TASK DIRECTIONS: Print each record below exactly as it appears.
BEGIN PROVIDED RECORDS
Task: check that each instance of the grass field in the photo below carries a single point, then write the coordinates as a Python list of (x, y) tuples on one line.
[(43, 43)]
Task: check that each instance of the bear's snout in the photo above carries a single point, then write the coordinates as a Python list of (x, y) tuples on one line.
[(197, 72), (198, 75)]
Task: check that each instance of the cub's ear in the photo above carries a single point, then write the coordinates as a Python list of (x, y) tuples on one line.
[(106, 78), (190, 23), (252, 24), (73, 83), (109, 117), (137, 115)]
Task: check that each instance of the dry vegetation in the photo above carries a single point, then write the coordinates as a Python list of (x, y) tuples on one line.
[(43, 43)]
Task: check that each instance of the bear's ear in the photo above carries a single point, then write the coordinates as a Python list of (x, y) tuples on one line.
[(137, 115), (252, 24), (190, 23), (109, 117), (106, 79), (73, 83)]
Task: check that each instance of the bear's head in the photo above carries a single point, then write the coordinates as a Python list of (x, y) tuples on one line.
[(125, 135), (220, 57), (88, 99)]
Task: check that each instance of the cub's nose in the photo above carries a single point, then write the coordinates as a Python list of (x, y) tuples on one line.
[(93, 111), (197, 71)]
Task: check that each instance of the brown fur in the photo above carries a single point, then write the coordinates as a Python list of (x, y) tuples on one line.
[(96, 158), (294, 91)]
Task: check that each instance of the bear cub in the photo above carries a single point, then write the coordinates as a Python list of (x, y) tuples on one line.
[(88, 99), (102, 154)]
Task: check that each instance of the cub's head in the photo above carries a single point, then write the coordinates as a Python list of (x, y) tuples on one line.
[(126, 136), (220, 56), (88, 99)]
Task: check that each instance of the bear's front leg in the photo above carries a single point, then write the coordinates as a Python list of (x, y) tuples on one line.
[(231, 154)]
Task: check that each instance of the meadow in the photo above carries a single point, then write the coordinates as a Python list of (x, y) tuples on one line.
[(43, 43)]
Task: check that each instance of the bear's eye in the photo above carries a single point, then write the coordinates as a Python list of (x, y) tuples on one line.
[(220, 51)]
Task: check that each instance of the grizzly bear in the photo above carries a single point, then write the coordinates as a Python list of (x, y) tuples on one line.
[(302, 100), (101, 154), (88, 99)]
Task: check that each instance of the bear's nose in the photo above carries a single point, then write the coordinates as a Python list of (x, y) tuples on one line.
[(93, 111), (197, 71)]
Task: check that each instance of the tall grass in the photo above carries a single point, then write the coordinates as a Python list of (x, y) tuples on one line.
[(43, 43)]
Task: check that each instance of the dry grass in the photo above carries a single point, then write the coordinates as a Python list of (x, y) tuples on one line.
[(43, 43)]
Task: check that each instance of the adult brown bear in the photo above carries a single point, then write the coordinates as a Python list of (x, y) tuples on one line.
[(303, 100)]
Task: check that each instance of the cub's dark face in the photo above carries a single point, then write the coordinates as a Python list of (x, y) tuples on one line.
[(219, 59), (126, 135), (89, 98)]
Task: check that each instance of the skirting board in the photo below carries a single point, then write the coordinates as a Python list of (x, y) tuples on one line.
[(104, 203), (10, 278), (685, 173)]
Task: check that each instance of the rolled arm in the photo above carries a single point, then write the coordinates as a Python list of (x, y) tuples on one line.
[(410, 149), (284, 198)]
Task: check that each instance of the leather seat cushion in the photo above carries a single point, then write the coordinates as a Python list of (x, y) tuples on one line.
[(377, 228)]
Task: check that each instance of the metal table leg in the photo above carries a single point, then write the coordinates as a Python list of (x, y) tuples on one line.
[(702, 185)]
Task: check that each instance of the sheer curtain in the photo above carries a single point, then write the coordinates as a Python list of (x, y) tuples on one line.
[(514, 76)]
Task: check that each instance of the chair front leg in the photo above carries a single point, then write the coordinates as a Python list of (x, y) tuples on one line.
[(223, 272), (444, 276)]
END PROVIDED RECORDS
ANSWER SECTION:
Task: check that each instance of the grass field in the photo below carries a single point, then write the coordinates as a Python list of (x, y) tuples on one line.
[(43, 43)]
Task: check that each instance of the bear's snout in the photo above carries a single point, then write the coordinates as a Python list of (x, y) tuples on one line.
[(197, 72), (198, 75)]
Task: check that each instance of the cub's ear in the photo above carries a single point, then write the coordinates as a Python list of (x, y) tuples on one line.
[(106, 78), (190, 23), (252, 24), (73, 83), (109, 117), (137, 115)]
Task: check that each instance of the dry vegetation in the photo above carries a single point, then write the coordinates as a Python list of (x, y) tuples on one line.
[(43, 43)]
Task: check that each instance of the bear's ear in the photo above carries a single point, then write the coordinates as a Python list of (x, y) tuples on one line.
[(137, 115), (252, 24), (190, 23), (109, 117), (106, 79), (73, 83)]
Task: check that each instance of the bear's head in the photo above carries a single point, then write the coordinates as a Python list of (x, y) tuples on one line.
[(125, 135), (220, 57), (88, 99)]
Task: check that each instance of the cub's nose in the photo above carries a single point, then write the coordinates as a Python list of (x, y) tuples on one line.
[(93, 111), (197, 71)]
Task: check that each instance of the brown fur in the photo above carries a single point, then write the coordinates as a Python list of (x, y) tuples on one line.
[(96, 158), (294, 91)]
Task: check that each instance of the bear cub in the photo above carries a single point, then write the coordinates as a Python list of (x, y) tuples on one line.
[(88, 99), (102, 154)]
Task: check that each instance of the cub's head in the photo above carries a single point, then write the coordinates as a Python list of (x, y) tuples on one line.
[(126, 136), (220, 56), (88, 99)]
Task: check that each instance of the bear's front leg in the photo above carries a single point, then write the coordinates as a Python list of (x, y) tuples on one line.
[(231, 154)]
Task: check that each instance of the meadow in the photo above carries a single point, then write the coordinates as a Python list of (x, y) tuples on one line.
[(43, 43)]
Task: check that each instance of the bear's eye in the photo above carries a single point, then write the coordinates as a Python list of (x, y) tuples on one line.
[(220, 51)]
Task: check that each instance of the grizzly bear in the photo above carries a single point, then write the coordinates as a Python list of (x, y) tuples on one line.
[(302, 100), (101, 154), (88, 99)]
Task: check that each instance of the bear's nose in the photo above carries a single point, then write the coordinates as a Python list of (x, y) tuples on one line.
[(93, 111), (197, 71)]
Task: check that each instance of the tall grass in the photo above carries a single point, then write the coordinates as a Python list of (x, y) tuples on one line.
[(43, 43)]
Task: check that each instance of the dry grass in the photo above carries a single point, then write the coordinates as a Python list of (x, y) tuples on one line.
[(43, 43)]
Task: check that each instance of the adult brown bear in the photo above carries a single point, then write the coordinates as a Python list of (x, y) tuples on one line.
[(303, 100)]
Task: check that each instance of the cub's dark face in the photo above carries a single point, then write the coordinates as a Python list of (x, y) tuples on one line.
[(219, 59), (126, 135), (89, 98)]
Task: check that each instance of the skirting board in the photo below carries a single point, then write the coordinates as a Python list of (x, y) tuples on one line.
[(104, 203), (10, 278), (685, 173)]
Task: check that each instance of the rolled arm in the photo above carries a single point, then write the coordinates as a Python list of (x, y) tuples on one line.
[(410, 149), (284, 198)]
Task: check that each instance of the leather seat cushion in the photo above carries a single point, then write the coordinates as a Python list of (x, y) tuples on one line.
[(377, 228)]
Task: check that each instance of the metal table leg in the photo above carries a single point, then write the coordinates as a Python list of (x, y) tuples on one line.
[(702, 185)]
Task: check that each instance of the sheer curtain in the photo above carries a single point, then write the coordinates as a Python list of (x, y) tuples on one line.
[(514, 76)]
Task: check that each instance of the chair front leg in the photo above carries a single point, then write the coordinates as a Python list of (x, y) tuples on one line.
[(223, 272), (444, 276)]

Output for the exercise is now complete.